Evangelism and the Gift of Missionary (Part 1)

Last week, as I was returning from Australia, I began to read Acts of the Holy Spirit by C. Peter Wagner (2000). The author is a former professor of Church Growth at Fuller Theological Seminary, where he served on the faculty for nearly thirty years. (Notable graduates of Fuller include Bill Bright, Rick Warren, John Piper and Rob Bell.)

Wagner’s book is a chapter-by-chapter commentary on the book of Acts with two special twists. First, he places strong emphasis on the supernatural gifts of the Holy Spirit, discussing the extent to which these gifts are present in the Church today. Second, he deals extensively with issues of contextualization – the challenges faced by missionaries as they bring the good news of Jesus Christ into human cultures radically different from their own.

With respect to the Holy Spirit, Wagner began his academic career as a cessationist. That is, he believed that miraculous gifts of tongues, prophesy and healing ceased to be part of normal Christian experience after the age of the apostles. During his tenure at Fuller, however, he revised his views and became a continuationist, believing that many modern-day displays of miraculous gifts are authentic.

The tension between cessationism and continuationism is a fascinating and important subject, but we will leave that to another day. Here I will summarize some of Wagner’s comments on evangelism and culture.

Do this.
Please write out the passage of the evangelism text between "With respect to" and "gifts are authentic.", inclusive.

Records provided.
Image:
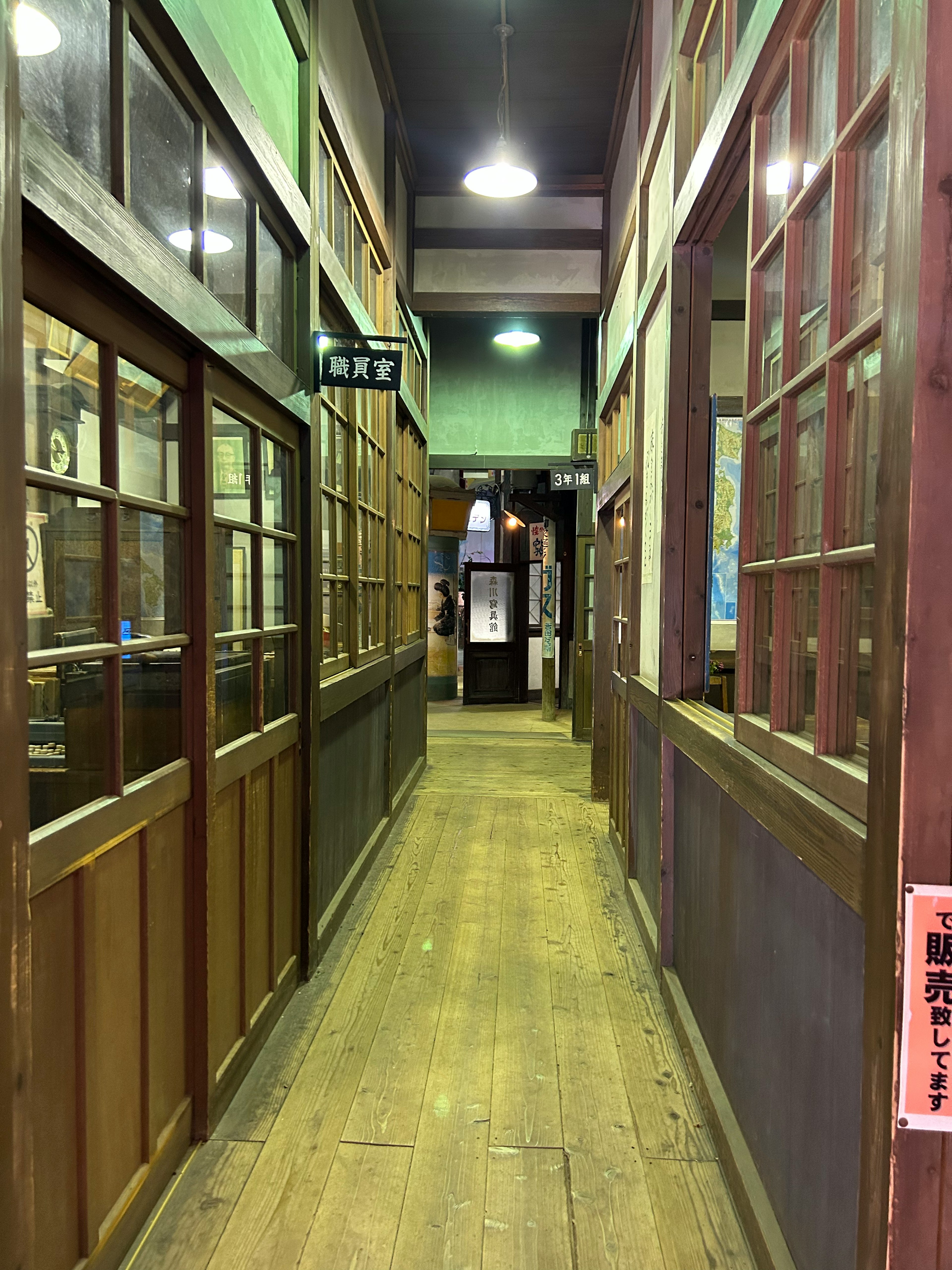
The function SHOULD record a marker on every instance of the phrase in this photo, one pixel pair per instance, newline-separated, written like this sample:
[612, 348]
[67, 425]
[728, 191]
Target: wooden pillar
[16, 1140]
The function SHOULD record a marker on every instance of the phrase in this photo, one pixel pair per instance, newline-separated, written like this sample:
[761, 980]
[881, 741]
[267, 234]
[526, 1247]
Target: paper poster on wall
[926, 1058]
[649, 498]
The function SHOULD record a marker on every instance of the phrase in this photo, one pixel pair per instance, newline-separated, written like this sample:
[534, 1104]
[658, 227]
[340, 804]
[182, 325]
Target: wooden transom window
[813, 425]
[106, 613]
[256, 610]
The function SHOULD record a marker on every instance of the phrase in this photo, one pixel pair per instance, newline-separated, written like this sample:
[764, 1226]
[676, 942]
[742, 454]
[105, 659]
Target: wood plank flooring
[482, 1076]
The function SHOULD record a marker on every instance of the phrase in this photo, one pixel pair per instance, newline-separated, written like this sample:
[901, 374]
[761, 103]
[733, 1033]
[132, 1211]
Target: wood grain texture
[357, 1222]
[527, 1220]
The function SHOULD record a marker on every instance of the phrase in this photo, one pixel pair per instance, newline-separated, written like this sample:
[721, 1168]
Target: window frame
[839, 778]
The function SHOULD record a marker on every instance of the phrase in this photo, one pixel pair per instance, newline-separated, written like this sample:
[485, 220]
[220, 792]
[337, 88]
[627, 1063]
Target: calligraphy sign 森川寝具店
[926, 1058]
[361, 369]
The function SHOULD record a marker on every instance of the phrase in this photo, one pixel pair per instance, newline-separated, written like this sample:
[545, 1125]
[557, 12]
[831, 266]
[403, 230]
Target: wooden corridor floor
[482, 1074]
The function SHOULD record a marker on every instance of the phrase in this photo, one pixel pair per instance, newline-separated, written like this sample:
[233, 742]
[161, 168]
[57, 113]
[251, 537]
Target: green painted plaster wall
[492, 401]
[254, 41]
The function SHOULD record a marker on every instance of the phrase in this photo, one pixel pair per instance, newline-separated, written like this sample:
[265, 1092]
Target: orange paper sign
[926, 1060]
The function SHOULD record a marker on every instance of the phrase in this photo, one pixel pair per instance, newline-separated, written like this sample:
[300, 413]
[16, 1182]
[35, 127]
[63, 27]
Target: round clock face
[59, 451]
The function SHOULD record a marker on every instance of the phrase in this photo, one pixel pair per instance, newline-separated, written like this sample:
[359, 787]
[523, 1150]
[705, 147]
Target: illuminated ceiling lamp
[36, 35]
[502, 180]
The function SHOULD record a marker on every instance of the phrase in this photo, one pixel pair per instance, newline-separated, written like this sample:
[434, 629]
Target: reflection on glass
[815, 283]
[271, 291]
[162, 136]
[151, 712]
[772, 359]
[226, 219]
[64, 571]
[275, 580]
[233, 581]
[808, 473]
[277, 685]
[66, 91]
[855, 661]
[869, 267]
[275, 486]
[804, 633]
[874, 41]
[232, 467]
[863, 446]
[68, 740]
[763, 643]
[779, 168]
[150, 436]
[767, 462]
[822, 91]
[150, 574]
[61, 397]
[234, 717]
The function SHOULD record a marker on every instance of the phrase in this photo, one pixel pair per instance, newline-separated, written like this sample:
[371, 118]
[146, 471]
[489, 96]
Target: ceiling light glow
[516, 338]
[501, 181]
[212, 243]
[36, 35]
[219, 185]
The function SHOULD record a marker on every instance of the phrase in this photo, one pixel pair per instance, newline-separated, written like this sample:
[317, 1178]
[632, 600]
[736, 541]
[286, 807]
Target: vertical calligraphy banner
[926, 1060]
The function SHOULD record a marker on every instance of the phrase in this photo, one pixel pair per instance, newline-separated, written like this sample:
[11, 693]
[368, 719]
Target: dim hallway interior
[482, 1072]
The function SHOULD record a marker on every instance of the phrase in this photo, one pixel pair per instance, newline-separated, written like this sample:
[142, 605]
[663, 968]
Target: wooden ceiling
[565, 63]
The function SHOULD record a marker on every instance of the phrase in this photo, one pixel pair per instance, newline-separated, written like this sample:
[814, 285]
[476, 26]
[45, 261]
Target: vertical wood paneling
[285, 859]
[55, 1149]
[166, 855]
[114, 1065]
[258, 874]
[224, 928]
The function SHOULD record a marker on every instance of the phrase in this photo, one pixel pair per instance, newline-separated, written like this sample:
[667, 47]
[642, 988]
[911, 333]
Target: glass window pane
[225, 241]
[276, 582]
[763, 643]
[162, 136]
[863, 446]
[276, 464]
[804, 632]
[870, 225]
[233, 581]
[772, 359]
[271, 291]
[64, 571]
[61, 397]
[150, 436]
[232, 467]
[767, 468]
[151, 574]
[856, 600]
[233, 691]
[815, 283]
[808, 472]
[874, 41]
[822, 91]
[65, 88]
[277, 683]
[779, 168]
[151, 712]
[342, 225]
[68, 740]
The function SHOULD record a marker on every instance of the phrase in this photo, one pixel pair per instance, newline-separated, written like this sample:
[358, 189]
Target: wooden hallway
[482, 1074]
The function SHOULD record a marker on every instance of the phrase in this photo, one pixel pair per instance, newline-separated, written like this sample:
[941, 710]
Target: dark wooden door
[496, 613]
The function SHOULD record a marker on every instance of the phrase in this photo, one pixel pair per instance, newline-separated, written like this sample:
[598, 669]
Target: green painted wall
[492, 401]
[253, 39]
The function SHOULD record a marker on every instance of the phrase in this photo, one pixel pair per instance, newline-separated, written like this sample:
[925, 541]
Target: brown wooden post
[16, 1132]
[911, 776]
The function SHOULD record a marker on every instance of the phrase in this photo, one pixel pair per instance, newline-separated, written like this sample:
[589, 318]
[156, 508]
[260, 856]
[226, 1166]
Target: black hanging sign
[361, 369]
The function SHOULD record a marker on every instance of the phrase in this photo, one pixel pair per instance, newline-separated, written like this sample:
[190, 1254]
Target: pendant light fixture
[502, 180]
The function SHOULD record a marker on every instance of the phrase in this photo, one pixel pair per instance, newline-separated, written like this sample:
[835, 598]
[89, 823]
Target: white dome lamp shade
[502, 180]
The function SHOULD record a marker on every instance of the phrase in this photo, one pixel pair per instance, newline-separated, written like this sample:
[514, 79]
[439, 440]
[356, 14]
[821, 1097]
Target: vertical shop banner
[926, 1060]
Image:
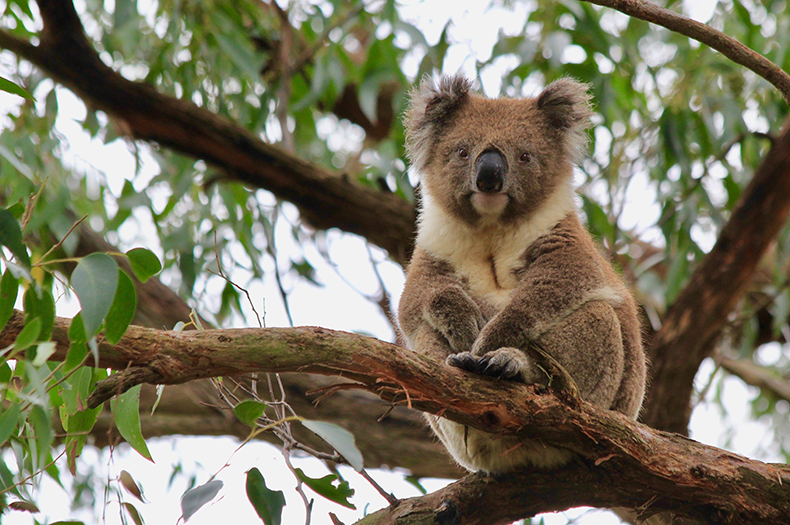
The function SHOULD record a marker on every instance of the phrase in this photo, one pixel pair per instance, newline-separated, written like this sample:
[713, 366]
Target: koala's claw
[505, 363]
[465, 361]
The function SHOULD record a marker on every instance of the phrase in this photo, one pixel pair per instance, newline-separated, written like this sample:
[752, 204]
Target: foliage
[679, 131]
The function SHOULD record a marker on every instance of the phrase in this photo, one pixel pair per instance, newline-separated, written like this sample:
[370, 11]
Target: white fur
[470, 249]
[477, 450]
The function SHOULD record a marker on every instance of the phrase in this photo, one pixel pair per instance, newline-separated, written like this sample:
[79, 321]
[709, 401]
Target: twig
[726, 45]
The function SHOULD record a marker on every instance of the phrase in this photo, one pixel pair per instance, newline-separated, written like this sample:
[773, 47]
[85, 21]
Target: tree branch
[726, 45]
[759, 376]
[325, 199]
[621, 463]
[694, 322]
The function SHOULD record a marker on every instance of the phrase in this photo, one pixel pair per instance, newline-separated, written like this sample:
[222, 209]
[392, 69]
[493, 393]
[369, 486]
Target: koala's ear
[430, 108]
[566, 104]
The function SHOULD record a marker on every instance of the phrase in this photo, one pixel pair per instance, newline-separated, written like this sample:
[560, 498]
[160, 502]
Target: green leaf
[43, 352]
[341, 440]
[415, 481]
[24, 506]
[126, 412]
[122, 310]
[266, 502]
[9, 288]
[9, 420]
[131, 510]
[9, 87]
[144, 263]
[11, 237]
[39, 303]
[249, 411]
[28, 335]
[95, 280]
[325, 488]
[195, 498]
[79, 348]
[131, 486]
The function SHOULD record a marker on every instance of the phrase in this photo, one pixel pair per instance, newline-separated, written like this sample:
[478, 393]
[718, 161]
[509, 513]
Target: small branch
[120, 382]
[694, 323]
[325, 199]
[726, 45]
[621, 463]
[756, 375]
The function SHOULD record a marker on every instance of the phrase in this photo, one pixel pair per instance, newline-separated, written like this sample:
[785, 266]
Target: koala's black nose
[491, 168]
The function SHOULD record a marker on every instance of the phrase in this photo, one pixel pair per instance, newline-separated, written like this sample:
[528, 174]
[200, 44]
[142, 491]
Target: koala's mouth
[489, 203]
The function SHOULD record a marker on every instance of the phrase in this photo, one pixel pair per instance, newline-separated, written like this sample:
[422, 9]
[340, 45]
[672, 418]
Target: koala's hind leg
[588, 344]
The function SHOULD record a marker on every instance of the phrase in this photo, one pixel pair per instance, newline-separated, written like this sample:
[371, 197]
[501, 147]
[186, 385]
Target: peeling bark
[620, 463]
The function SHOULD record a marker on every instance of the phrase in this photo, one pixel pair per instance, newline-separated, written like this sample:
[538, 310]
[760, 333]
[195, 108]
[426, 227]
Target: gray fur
[496, 271]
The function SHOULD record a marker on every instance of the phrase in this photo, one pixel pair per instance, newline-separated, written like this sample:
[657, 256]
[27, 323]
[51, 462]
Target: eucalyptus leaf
[9, 87]
[126, 413]
[9, 421]
[195, 498]
[341, 440]
[95, 280]
[144, 263]
[11, 237]
[268, 504]
[9, 288]
[325, 487]
[122, 310]
[249, 411]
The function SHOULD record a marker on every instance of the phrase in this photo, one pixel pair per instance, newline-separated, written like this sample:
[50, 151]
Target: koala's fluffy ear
[566, 104]
[430, 109]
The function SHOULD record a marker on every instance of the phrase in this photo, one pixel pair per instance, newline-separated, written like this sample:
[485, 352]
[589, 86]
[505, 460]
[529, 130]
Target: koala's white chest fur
[487, 255]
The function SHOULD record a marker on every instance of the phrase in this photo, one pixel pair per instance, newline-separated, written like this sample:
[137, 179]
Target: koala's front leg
[497, 352]
[454, 314]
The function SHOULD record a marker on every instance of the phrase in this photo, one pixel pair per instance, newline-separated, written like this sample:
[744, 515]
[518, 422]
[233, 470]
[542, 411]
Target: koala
[502, 264]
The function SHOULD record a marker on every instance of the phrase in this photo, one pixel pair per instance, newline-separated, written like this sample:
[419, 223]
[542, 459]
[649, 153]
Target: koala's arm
[436, 314]
[563, 271]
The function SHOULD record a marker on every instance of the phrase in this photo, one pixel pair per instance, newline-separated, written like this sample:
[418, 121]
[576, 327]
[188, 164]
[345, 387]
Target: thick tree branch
[329, 201]
[694, 322]
[726, 45]
[759, 376]
[621, 463]
[326, 200]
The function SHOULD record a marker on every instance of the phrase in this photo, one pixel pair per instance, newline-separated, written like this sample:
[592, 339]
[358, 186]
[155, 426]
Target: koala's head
[483, 158]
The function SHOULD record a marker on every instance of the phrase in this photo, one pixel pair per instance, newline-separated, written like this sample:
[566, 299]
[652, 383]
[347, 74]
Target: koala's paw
[504, 363]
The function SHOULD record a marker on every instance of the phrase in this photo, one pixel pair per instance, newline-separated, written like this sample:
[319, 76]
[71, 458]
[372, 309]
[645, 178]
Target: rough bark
[693, 324]
[620, 463]
[330, 201]
[325, 199]
[402, 440]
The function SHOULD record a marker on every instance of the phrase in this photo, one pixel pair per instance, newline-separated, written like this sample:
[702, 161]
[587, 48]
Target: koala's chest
[490, 275]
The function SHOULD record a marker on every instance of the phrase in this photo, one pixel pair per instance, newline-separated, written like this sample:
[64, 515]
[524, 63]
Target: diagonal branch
[620, 463]
[726, 45]
[325, 199]
[694, 322]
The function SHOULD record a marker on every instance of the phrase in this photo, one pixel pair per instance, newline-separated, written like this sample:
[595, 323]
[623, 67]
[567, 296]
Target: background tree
[262, 132]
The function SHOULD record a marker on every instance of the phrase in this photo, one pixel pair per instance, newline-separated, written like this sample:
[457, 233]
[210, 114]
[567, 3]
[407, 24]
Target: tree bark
[690, 328]
[620, 463]
[693, 324]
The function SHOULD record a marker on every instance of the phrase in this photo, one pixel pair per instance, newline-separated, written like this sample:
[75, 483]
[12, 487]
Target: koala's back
[502, 264]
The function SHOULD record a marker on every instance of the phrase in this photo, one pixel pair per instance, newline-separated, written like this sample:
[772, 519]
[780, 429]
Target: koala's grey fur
[502, 261]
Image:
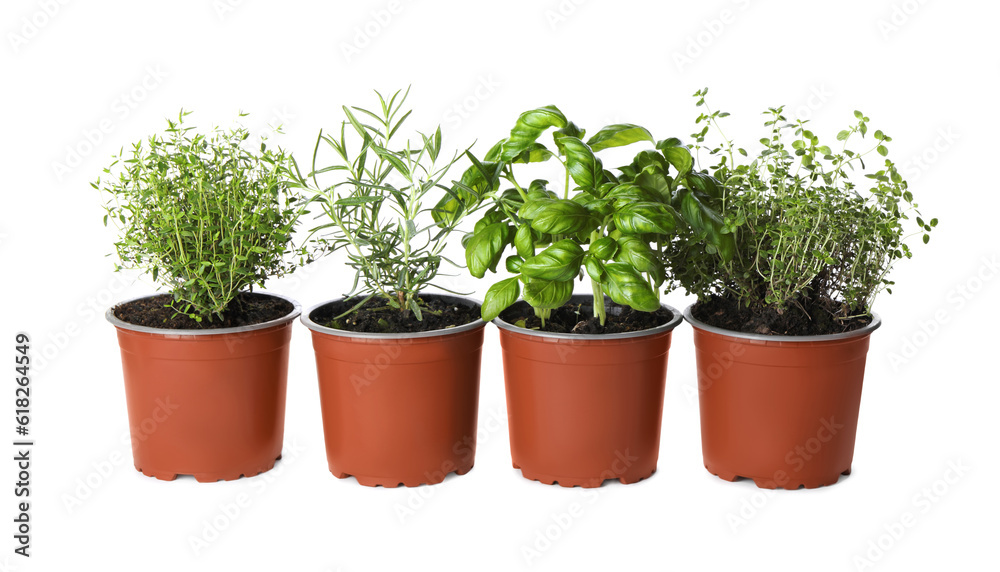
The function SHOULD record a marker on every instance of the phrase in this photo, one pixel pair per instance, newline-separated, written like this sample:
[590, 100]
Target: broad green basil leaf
[645, 218]
[636, 253]
[528, 128]
[705, 220]
[669, 142]
[493, 155]
[626, 286]
[524, 241]
[485, 248]
[628, 193]
[571, 130]
[499, 297]
[595, 268]
[553, 216]
[680, 158]
[559, 262]
[586, 169]
[536, 153]
[604, 248]
[540, 186]
[546, 294]
[599, 207]
[705, 183]
[619, 135]
[514, 263]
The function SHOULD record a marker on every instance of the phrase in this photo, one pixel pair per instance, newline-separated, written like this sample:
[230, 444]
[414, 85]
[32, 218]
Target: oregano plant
[208, 215]
[807, 232]
[610, 227]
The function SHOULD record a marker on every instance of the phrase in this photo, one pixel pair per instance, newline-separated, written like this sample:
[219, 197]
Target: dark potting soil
[375, 316]
[811, 317]
[246, 309]
[579, 319]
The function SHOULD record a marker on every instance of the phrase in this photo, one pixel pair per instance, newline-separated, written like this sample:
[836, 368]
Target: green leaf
[559, 262]
[513, 264]
[546, 294]
[604, 248]
[645, 217]
[530, 125]
[524, 241]
[701, 217]
[705, 183]
[636, 253]
[536, 153]
[625, 285]
[558, 216]
[585, 168]
[485, 248]
[679, 157]
[619, 135]
[595, 268]
[499, 297]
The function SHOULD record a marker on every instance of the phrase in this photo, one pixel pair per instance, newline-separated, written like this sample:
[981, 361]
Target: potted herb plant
[205, 365]
[782, 325]
[585, 374]
[398, 367]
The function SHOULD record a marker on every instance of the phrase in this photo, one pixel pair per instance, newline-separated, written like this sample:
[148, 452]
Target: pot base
[209, 477]
[393, 482]
[582, 482]
[788, 485]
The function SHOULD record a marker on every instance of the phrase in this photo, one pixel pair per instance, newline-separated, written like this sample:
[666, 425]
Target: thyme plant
[804, 230]
[203, 213]
[375, 210]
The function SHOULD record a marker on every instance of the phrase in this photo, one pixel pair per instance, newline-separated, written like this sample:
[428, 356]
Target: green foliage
[800, 226]
[204, 214]
[375, 211]
[611, 227]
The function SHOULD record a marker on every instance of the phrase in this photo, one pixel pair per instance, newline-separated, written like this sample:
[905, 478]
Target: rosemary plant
[375, 210]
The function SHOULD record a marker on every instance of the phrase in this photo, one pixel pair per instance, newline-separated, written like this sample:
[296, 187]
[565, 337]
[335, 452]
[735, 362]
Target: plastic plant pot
[208, 403]
[582, 408]
[399, 409]
[781, 410]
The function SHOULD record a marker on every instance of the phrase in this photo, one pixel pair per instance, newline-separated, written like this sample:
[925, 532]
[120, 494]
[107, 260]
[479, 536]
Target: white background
[926, 73]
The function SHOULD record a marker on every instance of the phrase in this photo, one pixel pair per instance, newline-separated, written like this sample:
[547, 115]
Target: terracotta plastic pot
[781, 410]
[208, 403]
[399, 409]
[585, 408]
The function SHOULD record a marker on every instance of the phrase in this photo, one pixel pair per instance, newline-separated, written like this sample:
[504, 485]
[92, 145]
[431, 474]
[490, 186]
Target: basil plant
[609, 226]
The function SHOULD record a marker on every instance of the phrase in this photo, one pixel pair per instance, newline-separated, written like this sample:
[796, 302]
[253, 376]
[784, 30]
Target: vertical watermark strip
[23, 444]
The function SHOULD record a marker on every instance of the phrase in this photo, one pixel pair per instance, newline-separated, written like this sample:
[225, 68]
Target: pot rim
[669, 326]
[109, 315]
[307, 321]
[696, 323]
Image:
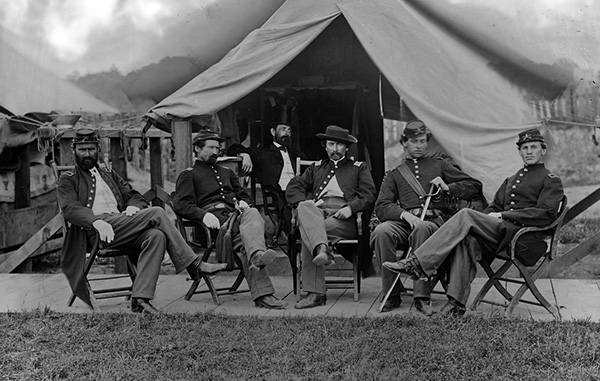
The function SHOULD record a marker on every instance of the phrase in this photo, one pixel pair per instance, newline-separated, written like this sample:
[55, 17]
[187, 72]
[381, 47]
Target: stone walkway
[578, 299]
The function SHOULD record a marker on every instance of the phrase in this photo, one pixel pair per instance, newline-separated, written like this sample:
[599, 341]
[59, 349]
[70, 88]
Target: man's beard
[212, 159]
[335, 156]
[284, 140]
[86, 162]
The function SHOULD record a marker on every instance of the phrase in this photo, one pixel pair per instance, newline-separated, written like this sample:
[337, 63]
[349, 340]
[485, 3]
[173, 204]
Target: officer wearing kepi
[530, 197]
[400, 204]
[210, 193]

Written response.
With respect to the Holy Spirit, Wagner began his academic career as a cessationist. That is, he believed that miraculous gifts of tongues, prophesy and healing ceased to be part of normal Christian experience after the age of the apostles. During his tenure at Fuller, however, he revised his views and became a continuationist, believing that many modern-day displays of miraculous gifts are authentic.